**Excerpts of location labeling data**

===============

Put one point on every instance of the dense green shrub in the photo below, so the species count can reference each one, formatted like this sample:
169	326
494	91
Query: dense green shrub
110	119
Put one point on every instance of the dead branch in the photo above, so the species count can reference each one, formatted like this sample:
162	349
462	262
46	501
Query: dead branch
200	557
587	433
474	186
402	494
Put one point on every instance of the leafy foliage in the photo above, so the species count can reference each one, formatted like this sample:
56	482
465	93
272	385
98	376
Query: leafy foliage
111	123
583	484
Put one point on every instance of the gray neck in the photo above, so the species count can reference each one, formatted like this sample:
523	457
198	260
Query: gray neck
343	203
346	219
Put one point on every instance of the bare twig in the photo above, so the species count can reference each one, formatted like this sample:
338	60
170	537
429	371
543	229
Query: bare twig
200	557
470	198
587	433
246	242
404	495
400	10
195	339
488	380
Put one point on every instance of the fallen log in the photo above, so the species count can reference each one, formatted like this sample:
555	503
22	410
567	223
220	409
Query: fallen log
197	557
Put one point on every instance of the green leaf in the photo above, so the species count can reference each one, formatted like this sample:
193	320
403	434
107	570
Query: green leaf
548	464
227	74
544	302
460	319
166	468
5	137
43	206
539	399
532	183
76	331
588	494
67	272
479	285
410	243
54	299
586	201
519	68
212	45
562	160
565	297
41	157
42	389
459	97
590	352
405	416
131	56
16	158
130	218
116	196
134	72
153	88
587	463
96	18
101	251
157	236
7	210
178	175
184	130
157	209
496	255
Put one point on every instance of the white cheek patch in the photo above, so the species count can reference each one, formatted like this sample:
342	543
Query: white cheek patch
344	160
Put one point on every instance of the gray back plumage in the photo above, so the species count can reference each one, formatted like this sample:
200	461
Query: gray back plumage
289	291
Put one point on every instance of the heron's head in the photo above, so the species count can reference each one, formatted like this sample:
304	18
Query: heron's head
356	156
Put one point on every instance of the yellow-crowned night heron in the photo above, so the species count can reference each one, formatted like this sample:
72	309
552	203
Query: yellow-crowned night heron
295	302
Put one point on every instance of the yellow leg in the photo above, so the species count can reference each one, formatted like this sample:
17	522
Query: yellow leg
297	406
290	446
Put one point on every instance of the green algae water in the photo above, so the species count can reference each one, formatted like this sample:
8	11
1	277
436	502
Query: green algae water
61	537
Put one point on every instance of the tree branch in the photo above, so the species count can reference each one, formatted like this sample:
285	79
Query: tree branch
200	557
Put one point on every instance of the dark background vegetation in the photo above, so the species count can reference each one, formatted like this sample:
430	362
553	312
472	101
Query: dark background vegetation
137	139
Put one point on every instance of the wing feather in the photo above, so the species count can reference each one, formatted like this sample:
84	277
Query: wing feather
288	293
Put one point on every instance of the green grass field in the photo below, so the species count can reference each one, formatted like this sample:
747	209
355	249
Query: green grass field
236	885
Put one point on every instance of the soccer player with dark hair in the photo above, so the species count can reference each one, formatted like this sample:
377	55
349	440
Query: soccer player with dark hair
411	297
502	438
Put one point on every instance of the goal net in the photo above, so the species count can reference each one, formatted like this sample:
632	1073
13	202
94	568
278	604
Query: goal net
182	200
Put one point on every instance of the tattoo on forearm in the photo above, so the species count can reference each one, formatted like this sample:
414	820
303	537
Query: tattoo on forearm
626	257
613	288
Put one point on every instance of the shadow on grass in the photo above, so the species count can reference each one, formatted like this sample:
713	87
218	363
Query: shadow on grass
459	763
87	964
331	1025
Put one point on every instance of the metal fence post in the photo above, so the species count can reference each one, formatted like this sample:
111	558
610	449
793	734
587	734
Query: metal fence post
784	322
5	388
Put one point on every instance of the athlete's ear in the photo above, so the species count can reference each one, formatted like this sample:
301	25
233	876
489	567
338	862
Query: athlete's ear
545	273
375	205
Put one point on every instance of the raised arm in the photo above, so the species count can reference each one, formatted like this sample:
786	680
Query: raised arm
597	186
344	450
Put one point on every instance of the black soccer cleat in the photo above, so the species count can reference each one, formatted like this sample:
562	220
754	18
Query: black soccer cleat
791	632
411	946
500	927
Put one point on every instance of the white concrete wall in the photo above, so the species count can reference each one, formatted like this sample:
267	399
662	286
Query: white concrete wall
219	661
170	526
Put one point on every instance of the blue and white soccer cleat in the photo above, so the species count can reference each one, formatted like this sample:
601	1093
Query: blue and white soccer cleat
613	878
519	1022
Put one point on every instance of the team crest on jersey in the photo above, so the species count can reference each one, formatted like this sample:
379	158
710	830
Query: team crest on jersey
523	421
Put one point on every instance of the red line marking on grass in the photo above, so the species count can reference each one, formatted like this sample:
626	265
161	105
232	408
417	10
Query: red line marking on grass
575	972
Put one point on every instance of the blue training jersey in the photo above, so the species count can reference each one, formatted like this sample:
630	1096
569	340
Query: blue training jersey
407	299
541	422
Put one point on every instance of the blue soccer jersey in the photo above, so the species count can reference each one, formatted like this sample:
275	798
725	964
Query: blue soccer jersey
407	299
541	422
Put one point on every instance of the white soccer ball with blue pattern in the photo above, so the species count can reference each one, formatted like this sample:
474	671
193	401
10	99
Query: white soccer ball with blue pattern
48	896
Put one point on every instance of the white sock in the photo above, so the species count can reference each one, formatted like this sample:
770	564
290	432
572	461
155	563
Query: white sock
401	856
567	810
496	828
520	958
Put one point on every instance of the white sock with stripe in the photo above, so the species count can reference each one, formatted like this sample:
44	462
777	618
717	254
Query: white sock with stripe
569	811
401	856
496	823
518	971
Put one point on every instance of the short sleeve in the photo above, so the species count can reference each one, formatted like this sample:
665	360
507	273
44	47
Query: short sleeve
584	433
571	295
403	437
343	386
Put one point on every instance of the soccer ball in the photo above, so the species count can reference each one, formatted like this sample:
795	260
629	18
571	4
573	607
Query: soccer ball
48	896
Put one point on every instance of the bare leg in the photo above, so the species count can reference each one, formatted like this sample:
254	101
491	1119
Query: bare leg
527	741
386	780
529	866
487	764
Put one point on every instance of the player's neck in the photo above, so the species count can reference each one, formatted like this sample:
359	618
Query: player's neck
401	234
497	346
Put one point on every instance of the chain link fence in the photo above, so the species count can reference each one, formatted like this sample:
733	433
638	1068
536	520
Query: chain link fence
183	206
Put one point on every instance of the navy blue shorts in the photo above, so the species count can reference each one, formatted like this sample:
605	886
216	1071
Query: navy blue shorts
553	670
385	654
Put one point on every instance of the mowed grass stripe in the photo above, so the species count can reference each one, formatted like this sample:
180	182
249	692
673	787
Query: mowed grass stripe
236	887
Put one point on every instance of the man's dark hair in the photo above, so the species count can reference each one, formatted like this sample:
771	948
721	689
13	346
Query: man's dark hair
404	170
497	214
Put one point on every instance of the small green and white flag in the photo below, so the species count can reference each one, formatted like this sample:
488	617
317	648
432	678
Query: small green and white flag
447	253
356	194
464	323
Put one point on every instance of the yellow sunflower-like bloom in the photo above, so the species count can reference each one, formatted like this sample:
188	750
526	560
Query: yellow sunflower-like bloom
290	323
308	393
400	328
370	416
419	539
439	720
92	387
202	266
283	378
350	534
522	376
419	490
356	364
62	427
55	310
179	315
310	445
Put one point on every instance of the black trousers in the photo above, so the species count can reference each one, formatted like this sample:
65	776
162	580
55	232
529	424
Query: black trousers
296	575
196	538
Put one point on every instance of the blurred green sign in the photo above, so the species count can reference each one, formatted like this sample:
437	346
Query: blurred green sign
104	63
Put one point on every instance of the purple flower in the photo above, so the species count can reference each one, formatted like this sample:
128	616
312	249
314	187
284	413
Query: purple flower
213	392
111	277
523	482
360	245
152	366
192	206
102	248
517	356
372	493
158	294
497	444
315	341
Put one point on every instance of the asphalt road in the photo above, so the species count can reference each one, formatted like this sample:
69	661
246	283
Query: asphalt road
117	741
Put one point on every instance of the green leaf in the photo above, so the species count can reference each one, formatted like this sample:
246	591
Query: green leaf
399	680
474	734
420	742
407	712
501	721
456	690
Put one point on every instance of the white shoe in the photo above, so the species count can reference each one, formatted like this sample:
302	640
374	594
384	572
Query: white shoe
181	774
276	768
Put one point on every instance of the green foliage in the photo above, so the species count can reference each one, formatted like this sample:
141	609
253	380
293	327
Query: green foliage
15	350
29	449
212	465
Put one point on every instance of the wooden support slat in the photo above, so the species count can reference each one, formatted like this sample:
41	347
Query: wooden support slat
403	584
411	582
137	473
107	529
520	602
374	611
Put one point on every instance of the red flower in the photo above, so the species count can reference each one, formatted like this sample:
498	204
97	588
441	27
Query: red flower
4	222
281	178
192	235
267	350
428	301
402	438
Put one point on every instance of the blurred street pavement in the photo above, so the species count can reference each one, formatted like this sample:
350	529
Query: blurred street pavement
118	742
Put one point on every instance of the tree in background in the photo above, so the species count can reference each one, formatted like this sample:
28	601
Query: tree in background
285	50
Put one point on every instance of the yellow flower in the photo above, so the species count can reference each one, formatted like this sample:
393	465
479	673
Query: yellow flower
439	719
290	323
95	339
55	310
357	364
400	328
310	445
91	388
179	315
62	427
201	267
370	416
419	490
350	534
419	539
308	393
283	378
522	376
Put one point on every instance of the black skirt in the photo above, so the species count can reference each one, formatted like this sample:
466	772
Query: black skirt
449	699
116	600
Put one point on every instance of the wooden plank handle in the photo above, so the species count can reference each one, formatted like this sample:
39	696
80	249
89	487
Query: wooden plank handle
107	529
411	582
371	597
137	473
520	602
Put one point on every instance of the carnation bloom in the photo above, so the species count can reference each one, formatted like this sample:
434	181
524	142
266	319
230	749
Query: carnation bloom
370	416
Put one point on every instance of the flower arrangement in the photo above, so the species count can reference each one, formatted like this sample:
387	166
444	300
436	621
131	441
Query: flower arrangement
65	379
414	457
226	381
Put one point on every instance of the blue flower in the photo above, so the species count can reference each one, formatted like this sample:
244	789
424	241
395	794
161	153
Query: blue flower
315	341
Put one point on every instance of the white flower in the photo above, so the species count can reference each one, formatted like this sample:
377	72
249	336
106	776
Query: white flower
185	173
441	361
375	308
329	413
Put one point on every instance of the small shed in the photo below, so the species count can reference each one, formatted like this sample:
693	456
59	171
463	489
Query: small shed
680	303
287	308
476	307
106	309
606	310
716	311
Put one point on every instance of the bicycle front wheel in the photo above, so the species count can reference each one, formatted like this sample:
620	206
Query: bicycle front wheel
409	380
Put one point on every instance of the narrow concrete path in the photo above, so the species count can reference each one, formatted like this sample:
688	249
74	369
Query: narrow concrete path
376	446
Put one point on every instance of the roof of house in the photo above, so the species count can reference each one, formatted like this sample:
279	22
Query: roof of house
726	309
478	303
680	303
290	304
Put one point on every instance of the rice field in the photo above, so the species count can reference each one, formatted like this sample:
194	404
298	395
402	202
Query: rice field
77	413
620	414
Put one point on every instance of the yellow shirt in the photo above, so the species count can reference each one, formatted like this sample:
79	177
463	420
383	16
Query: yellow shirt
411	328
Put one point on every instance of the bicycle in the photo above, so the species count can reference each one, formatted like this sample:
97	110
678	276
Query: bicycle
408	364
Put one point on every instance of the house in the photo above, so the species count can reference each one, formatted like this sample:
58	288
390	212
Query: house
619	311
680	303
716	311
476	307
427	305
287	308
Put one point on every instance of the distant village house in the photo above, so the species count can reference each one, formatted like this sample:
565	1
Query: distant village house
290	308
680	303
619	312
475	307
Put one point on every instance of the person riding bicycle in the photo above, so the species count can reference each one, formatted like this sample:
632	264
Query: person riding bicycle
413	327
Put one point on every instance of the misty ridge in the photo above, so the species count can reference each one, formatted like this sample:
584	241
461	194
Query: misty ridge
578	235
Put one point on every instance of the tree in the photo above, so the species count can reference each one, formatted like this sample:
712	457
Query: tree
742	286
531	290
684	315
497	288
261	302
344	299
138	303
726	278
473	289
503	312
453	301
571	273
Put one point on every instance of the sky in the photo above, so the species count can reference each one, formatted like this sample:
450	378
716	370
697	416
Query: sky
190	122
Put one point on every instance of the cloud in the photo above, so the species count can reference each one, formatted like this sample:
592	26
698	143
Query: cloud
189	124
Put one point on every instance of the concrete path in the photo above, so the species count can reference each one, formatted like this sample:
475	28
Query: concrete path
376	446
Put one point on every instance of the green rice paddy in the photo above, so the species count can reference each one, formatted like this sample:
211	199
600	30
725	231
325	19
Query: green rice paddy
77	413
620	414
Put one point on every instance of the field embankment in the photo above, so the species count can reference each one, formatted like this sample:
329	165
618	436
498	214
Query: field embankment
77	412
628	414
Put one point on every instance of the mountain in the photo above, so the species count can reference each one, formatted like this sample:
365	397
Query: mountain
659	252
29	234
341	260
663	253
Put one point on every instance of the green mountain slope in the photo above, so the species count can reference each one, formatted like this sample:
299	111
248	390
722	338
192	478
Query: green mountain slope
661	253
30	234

===============

**To do**
Give exactly the lines from the one with "Put one point on every instance of the field" to the end of the entries, nothing before them.

**Full output**
Put one point on every instance of the field embankment in the photo above, so the species count can reference each one, formatted like this sample:
329	165
618	436
498	214
Query: field embankment
77	412
628	414
Put one point on every instance of the mountain in the photo above, so the species count can reference each one, formatted like this sample:
365	397
Query: mountain
659	252
29	234
341	260
663	253
Put one point on every instance of the green mountain slope in the photo above, so the species count can reference each one, formatted like this sample:
299	111
248	390
722	338
192	478
Query: green mountain slope
661	253
30	234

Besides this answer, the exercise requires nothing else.